> _Goal 1_:
In the Ask HN thread on whether Facebook runs on localhost, how much memory does the local development environment have?
> _Goal 2_:
Please carry on the Ask HN thread about whether Facebook runs on localhost, starting after its final comment.

[begin Selected extract]

Ask HN: Does Facebook Run on localhost? - sgy

how do big websites get tested? or get tested locally?
======
bazzargh
Facebook gave a presentation about their development practices at OSCON in
Portland last July, it was interesting (I was in the room at the time):
[https://www.youtube.com/watch?v=Ax9KR_PaiEM](https://www.youtube.com/watch?v=Ax9KR_PaiEM)

...the thing that sticks in my mind was, yes it runs on localhost, where the
localhost dev env has 3TB SSD and 144GB of memory :)

------
AJAr
Lots of insight—and several great projects—on their blog:
[https://code.facebook.com](https://code.facebook.com)

Things work a little different for Facebook than they do for sites with more
reasonable traffic. I've seen a few talks on YouTube where they speak about
the challenges of scalability as they gradually hot swap legacy X or Y for
their own in-house component Z.

See React/JSX and Flux, and the Haxl library. They go into detail about some
of the problems and solutions that they've made public with respect to those
projects, and they speak a lot about testing too in many of the posts. Worth
checking out.

[end Selected extract]
[begin Supplied data]

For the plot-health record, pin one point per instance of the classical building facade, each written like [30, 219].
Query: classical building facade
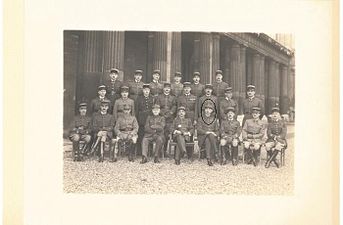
[244, 58]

[end Supplied data]

> _Exercise answer 1_:
144GB of memory, along with a 3TB SSD.

> _Exercise answer 2_:
------
jmcohen
Yes, every engineer there has a dev server running a copy of Facebook.

------
MichaelCrawford
I'd link to an article I wrote about website testing, but I used mod_rewrite
to redirect every URL on my site to "Make a Bonfire of Your Reputations".

When I stop being so pissed off, you'll find my article at
[http://www.warplife.com/tips/webmaster/web-application-
testi...](http://www.warplife.com/tips/webmaster/web-application-testing/)

tl;dr: use a load generator. I wrote the article after some jackass woke me
and my new bridge out of bed at three in the morning because his sun
ultrasparc server fell over when brought live just in time for the christmas
shopping season.